THE TASK
Look for "write" in the material below and show each line that contains it.
:: EXERCISE DATA ::
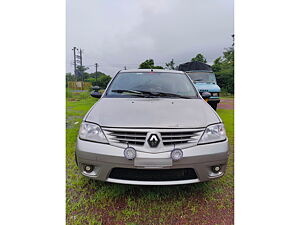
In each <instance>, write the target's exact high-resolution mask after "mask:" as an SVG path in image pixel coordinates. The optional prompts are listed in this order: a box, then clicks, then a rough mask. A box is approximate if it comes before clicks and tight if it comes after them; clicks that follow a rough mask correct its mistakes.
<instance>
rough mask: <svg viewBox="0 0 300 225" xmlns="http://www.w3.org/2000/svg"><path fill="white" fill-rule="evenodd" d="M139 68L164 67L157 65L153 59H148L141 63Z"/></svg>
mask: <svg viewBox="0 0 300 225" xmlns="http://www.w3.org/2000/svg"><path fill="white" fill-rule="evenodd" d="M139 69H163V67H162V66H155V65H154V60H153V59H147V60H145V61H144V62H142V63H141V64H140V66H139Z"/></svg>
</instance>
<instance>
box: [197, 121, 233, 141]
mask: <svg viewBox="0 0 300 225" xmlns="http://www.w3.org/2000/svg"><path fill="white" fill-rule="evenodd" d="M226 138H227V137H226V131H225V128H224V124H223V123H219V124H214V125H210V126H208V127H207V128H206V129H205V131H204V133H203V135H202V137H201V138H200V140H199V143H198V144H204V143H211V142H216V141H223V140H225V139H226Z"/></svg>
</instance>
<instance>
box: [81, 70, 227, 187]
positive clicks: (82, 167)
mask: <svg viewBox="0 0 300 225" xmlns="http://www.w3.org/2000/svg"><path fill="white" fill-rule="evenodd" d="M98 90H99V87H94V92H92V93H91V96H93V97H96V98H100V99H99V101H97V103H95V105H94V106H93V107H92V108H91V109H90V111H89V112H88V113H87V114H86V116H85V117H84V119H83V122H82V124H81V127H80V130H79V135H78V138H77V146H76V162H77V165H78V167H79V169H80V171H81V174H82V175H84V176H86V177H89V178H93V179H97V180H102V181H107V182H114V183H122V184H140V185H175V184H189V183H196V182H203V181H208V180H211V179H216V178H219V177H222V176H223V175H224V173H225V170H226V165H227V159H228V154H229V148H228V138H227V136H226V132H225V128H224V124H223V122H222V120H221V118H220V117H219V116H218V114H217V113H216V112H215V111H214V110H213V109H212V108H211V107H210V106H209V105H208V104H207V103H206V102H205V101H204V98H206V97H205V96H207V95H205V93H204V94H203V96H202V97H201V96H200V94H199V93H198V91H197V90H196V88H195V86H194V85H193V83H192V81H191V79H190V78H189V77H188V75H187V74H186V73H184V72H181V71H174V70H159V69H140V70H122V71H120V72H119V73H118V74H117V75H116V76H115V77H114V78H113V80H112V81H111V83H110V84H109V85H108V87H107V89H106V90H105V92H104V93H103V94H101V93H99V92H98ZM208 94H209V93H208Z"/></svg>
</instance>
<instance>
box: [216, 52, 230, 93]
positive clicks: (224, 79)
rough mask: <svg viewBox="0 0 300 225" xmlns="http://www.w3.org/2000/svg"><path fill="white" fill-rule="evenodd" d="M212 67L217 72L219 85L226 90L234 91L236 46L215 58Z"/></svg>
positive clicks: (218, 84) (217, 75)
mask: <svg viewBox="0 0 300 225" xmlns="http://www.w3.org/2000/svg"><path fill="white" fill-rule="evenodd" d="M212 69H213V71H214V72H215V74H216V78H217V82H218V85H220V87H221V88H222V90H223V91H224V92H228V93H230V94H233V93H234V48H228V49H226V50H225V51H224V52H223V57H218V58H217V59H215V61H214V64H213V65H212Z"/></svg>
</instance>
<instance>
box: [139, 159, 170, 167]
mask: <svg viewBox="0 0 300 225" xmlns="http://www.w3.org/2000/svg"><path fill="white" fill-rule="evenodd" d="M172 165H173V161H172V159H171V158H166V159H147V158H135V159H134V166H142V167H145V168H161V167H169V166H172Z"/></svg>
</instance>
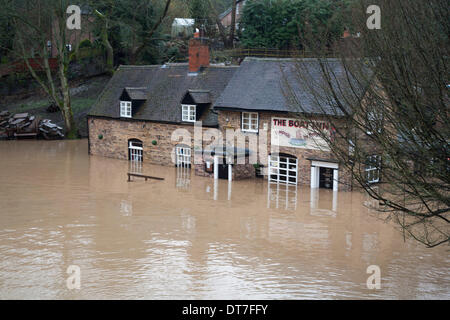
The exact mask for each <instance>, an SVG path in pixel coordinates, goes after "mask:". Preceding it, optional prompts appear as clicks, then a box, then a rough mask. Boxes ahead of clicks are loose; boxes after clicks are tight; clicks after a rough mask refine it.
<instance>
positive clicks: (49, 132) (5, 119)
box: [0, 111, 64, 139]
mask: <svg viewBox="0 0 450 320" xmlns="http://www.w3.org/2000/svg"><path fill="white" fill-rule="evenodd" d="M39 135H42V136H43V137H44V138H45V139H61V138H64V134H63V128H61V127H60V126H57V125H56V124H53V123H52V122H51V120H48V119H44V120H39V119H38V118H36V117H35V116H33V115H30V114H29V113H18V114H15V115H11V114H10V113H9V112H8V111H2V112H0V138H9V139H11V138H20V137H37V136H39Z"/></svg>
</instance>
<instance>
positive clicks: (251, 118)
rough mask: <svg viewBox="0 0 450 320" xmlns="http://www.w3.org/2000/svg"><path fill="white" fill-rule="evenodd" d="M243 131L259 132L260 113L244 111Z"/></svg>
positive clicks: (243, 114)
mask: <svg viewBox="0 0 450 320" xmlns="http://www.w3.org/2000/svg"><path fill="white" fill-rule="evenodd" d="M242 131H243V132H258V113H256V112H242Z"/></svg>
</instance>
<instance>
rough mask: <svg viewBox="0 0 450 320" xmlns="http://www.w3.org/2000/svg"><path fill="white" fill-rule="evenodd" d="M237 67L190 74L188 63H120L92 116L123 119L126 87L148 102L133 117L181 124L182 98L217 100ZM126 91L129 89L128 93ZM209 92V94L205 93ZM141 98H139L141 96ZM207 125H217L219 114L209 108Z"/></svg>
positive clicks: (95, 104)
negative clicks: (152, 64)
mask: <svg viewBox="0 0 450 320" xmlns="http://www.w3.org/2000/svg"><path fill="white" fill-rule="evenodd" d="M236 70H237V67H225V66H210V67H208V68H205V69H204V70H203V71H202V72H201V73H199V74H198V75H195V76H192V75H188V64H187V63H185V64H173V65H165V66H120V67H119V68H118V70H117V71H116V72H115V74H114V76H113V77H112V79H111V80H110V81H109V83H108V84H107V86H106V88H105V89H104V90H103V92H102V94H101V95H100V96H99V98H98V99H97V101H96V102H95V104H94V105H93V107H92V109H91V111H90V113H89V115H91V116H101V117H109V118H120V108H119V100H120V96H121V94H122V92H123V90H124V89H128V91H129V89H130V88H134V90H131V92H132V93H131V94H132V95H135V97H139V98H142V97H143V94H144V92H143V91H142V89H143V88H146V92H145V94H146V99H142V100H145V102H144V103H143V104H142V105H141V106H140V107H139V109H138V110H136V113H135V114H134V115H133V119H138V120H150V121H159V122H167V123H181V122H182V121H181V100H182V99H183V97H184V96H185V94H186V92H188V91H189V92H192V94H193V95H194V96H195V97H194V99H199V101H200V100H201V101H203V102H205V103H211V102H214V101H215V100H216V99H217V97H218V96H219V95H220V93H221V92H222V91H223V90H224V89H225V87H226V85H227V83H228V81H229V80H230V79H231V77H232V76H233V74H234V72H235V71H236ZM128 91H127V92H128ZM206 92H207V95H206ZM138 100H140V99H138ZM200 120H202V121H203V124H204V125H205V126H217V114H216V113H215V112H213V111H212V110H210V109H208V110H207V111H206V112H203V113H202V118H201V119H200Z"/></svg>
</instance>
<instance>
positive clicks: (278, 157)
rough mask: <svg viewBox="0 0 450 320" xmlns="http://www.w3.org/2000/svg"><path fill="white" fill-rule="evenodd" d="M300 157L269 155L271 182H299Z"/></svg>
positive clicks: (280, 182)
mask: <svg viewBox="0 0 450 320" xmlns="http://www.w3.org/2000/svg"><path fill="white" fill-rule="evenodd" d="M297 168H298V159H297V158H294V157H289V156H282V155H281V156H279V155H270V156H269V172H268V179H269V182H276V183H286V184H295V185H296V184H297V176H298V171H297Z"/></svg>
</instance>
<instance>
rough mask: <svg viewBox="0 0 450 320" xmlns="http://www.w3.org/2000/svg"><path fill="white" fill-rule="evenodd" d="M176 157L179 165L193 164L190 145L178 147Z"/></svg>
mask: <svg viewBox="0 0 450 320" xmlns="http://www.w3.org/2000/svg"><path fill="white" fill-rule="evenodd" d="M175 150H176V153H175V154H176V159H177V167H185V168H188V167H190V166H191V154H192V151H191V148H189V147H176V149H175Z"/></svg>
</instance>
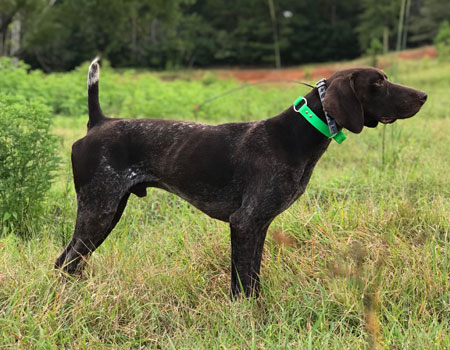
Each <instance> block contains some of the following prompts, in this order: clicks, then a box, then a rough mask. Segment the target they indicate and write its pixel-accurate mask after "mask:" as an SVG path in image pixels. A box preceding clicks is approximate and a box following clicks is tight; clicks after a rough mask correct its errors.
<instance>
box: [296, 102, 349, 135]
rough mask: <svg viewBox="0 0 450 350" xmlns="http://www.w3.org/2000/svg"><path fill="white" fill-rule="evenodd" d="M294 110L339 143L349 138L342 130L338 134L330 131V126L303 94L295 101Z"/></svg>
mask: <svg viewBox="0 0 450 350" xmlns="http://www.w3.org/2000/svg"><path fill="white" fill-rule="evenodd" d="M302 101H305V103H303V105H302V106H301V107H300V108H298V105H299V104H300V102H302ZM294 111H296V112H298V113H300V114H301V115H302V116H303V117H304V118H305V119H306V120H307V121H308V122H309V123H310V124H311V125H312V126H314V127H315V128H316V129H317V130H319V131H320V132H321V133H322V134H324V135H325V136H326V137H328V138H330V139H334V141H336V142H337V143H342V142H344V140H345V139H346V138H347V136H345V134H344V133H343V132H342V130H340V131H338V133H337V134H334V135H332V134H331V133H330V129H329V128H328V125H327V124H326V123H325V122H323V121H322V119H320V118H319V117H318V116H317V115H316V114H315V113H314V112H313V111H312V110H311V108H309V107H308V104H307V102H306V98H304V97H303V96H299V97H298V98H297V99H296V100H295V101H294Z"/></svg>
:::
ANSWER SECTION
In each <instance>, write the target's exact high-resolution mask after "mask:" as an SVG path in image pixel coordinates. The optional prompts are listed in this order: a box, then clicks, then a rough mask. A box is approximate if it comes before clicks and tight if it comes after them; clicks that follow a rough mask correct its mistakes.
Each <instance> block contains some of the following prompts, in this order: clicks, then a box, then a rough mask. Segment the target they indicate and write its pixel-accurate mask after "mask:" as an SVG path in image pixels. A box preceding clicks is approximate and a box following clicks is tight; clicks after a rough mask correct its errors.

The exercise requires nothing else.